Text provided:
-=-=-
In [1]:
from transformers import AutoProcessor, AutoModelForImageTextToText
from qwen_vl_utils import process_vision_info
import json

  from .autonotebook import tqdm as notebook_tqdm


In [2]:
processor = AutoProcessor.from_pretrained("Qwen/Qwen2-VL-2B-Instruct")
model = AutoModelForImageTextToText.from_pretrained("Qwen/Qwen2-VL-2B-Instruct")

`Qwen2VLRotaryEmbedding` can now be fully parameterized by passing the model config through the `config` argument. All other arguments will be removed in v4.46
Loading checkpoint shards: 100%|██████████| 2/2 [00:12<00:00,  6.31s/it]


In [3]:
import torch
if torch.cuda.is_available():
    model = model.to("cuda")

In [4]:
file_name = "../attachments/gui2.jpg"

In [5]:
messages = [
    {
        "role": "user",
        "content": [
            {
                "type": "image",
                "image": file_name,
                "resized_height": 696,
                "resized_width": 943,
            },
            {
                "type": "text",
                "text": "Retrieve invoice_number, date_of_issue, seller_info, client_info, invoice_items_table, currency, invoice_summary_table. Response must be in JSON format"
-=-=-
In the notebook above, what resized height and width are specified for the image?

Record extracts:
-=-=-
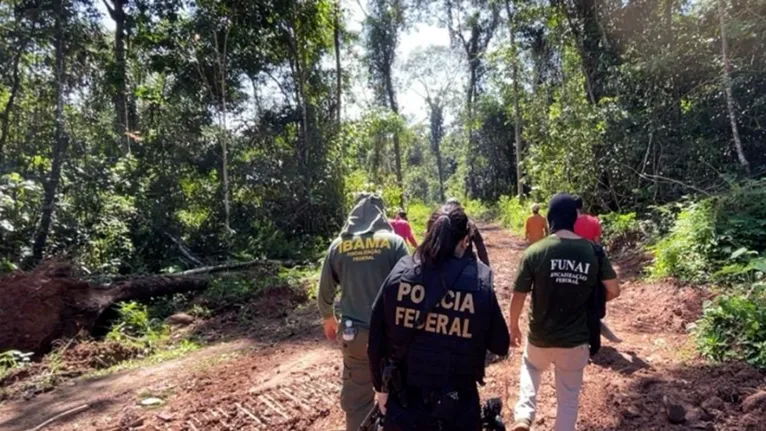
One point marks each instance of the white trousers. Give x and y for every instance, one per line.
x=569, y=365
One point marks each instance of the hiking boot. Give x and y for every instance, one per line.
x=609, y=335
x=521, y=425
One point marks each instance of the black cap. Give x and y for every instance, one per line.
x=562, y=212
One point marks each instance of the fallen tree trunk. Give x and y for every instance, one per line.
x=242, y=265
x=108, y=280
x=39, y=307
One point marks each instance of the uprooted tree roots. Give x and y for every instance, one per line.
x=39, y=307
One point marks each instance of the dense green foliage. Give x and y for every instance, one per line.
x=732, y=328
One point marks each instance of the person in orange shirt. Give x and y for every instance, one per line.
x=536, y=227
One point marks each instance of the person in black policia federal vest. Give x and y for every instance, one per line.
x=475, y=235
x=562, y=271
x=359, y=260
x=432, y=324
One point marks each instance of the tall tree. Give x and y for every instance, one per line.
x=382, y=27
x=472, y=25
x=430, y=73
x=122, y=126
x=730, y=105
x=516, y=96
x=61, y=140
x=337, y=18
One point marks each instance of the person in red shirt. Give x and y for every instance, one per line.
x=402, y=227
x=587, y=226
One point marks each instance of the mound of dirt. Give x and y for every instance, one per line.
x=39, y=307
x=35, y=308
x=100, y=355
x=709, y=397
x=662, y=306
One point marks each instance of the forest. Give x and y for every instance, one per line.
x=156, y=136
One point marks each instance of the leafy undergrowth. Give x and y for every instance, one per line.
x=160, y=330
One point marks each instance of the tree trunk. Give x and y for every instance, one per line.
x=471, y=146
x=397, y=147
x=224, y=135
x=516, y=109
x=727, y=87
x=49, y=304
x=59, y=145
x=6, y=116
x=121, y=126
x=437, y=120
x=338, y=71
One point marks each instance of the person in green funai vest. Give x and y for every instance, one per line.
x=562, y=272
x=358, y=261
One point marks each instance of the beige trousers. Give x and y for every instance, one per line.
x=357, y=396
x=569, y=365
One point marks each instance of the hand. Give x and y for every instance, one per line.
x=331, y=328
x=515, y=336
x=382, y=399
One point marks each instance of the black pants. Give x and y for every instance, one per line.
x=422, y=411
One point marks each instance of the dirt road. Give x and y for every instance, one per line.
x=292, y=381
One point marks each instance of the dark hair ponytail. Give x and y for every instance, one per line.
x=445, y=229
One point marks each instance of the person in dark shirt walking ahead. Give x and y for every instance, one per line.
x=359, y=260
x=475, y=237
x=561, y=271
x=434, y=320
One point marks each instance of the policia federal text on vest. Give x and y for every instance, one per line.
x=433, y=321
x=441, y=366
-=-=-
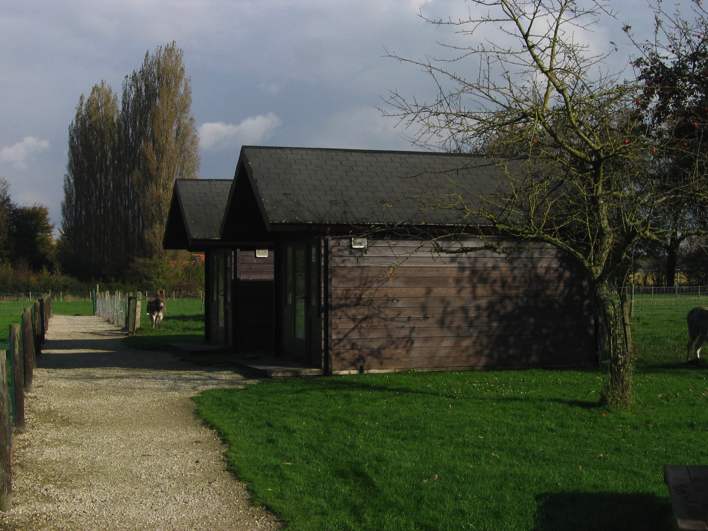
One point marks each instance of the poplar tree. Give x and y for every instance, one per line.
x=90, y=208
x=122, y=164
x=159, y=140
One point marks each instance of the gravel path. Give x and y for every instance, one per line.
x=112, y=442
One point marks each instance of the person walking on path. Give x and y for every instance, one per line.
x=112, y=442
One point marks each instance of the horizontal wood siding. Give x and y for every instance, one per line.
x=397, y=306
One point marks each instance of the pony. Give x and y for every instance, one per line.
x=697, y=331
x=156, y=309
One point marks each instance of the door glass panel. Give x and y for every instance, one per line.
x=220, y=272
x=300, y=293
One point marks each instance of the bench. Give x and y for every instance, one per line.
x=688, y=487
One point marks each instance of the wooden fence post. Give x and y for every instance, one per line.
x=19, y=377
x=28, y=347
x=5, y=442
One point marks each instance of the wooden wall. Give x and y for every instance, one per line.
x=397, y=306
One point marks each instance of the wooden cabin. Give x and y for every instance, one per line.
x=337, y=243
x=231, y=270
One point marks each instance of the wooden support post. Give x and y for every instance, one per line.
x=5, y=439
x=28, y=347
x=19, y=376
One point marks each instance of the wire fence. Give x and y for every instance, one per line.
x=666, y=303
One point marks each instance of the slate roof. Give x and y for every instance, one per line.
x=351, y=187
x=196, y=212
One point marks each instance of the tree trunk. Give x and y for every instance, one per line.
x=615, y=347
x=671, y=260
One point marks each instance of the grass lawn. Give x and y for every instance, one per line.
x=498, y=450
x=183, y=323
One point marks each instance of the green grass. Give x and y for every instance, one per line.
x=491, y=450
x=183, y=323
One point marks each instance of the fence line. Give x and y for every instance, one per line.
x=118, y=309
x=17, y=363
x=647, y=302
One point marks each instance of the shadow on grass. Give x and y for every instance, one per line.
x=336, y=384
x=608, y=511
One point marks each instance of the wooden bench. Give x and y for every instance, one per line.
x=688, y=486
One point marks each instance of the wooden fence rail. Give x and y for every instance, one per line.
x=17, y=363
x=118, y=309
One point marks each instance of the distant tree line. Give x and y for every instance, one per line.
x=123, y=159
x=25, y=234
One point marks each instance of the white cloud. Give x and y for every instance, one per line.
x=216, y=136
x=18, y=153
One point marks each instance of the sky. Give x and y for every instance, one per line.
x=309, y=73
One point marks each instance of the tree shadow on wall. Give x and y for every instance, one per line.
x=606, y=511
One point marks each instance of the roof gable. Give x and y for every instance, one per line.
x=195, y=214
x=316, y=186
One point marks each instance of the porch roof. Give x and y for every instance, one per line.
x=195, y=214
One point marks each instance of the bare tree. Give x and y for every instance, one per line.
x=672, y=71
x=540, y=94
-=-=-
Answer to this problem: A resized height of 696 and a resized width of 943.